## Work to be completed
Locate the line that contains "Formation-chart tagging: label the rider's hand", then copy it and all later lines of the data below exactly, through the last one.

○ ○ ○

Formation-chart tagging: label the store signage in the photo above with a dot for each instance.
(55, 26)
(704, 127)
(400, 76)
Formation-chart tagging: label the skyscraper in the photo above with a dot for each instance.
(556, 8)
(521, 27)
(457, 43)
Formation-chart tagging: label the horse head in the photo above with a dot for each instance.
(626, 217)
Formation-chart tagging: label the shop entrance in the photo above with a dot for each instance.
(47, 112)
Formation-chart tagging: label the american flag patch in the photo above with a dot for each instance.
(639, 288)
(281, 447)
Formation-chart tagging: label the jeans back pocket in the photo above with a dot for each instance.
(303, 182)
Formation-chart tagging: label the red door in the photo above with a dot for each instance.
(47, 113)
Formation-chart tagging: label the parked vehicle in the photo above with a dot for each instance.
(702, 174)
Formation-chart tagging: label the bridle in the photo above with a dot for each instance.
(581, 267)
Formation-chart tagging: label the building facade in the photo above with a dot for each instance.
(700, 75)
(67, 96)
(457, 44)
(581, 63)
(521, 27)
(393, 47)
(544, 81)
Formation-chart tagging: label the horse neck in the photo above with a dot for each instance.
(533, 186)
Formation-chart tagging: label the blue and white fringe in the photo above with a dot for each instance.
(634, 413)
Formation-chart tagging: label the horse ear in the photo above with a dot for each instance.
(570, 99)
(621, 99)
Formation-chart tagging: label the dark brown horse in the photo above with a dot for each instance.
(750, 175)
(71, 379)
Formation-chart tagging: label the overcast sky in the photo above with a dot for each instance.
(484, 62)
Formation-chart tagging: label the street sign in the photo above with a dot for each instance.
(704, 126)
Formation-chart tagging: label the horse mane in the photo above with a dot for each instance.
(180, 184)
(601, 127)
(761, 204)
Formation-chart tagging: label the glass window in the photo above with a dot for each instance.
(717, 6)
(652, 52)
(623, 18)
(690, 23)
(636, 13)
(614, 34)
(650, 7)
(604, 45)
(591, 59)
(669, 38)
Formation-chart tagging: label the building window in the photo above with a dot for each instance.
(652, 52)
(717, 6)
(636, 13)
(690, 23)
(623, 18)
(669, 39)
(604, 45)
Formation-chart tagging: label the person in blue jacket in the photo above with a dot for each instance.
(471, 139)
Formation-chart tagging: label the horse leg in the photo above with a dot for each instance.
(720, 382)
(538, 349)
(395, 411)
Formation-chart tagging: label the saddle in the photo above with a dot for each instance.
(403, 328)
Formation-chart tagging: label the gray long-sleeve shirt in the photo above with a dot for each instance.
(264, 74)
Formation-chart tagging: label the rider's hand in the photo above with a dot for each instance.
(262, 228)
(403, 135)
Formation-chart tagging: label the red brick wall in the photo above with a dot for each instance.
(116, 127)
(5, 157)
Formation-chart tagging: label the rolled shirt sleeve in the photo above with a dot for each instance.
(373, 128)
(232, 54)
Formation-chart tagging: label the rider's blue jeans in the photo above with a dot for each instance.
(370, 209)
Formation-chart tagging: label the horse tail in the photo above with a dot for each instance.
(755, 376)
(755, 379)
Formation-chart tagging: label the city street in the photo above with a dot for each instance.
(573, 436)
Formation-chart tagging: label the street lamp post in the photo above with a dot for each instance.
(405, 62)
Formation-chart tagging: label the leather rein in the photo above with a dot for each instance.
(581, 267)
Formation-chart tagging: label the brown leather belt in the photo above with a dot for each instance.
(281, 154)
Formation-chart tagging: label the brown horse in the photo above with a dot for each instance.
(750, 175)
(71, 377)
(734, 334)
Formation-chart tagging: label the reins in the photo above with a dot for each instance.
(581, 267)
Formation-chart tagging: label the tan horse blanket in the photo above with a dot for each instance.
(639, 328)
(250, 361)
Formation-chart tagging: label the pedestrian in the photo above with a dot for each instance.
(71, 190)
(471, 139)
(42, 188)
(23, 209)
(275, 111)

○ ○ ○

## Exercise solution
Formation-chart tagging: label the rider's hand in the photo above with a dot for each instance.
(262, 228)
(403, 135)
Formation-chart tagging: label the red brick wall in the photo above with a dot for each instance.
(116, 127)
(5, 157)
Formation-chart tagging: label the rolled shirt sleeve in the photo above with a dot for each instance.
(373, 128)
(232, 54)
Formation-chart tagging: label the rider's blue jeans in the photo above with a dot for each instance.
(370, 209)
Formation-chart tagging: label the horse tail in the photo above with a dot for each instance.
(755, 376)
(755, 379)
Formation-chart tagging: label the city street in the photo above with a dot for each instance.
(573, 436)
Formation-chart tagging: label the street lamp post in the photo above with a dot for each instance.
(405, 62)
Formation-chart tagging: label the leather rein in the photo above with a dot for each instance.
(581, 267)
Formation-chart tagging: label the brown leather belt in the photo above with a dot for each instance.
(281, 154)
Formation-chart tagging: label the brown horse in the photo above with a dot for each instance.
(750, 175)
(71, 377)
(734, 334)
Formation-chart tagging: label the reins in the photo above with a dot for each instance.
(581, 267)
Formation-chart tagging: label the tan horse blanket in the photo above with a dot for each instance.
(639, 328)
(250, 361)
Formation-chart tagging: label the pedestrian in the photo above with a dot for each instance.
(71, 190)
(471, 139)
(42, 188)
(23, 209)
(275, 111)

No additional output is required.